**Set problem:** Collect each line of the records below that contains the string "Target" and copy those lines in full.
-- start --
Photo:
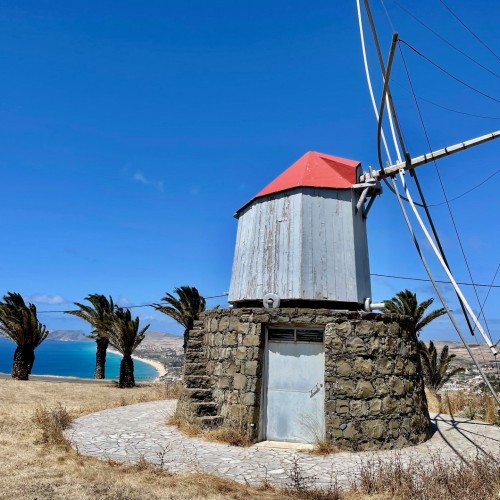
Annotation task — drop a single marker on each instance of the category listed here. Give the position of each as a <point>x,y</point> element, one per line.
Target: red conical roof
<point>314,170</point>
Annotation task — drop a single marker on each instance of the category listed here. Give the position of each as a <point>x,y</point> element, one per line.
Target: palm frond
<point>19,321</point>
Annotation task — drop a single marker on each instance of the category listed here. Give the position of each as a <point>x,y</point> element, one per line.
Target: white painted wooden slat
<point>302,244</point>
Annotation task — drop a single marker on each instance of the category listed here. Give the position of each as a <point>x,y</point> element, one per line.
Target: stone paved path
<point>129,432</point>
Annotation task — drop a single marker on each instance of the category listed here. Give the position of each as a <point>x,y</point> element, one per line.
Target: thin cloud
<point>51,300</point>
<point>140,177</point>
<point>123,302</point>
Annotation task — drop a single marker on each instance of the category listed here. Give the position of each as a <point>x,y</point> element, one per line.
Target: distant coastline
<point>155,364</point>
-- end --
**Reply to the exercise:**
Target: red conical roof
Target: palm frond
Target: white painted wooden slat
Target: stone paved path
Target: thin cloud
Target: distant coastline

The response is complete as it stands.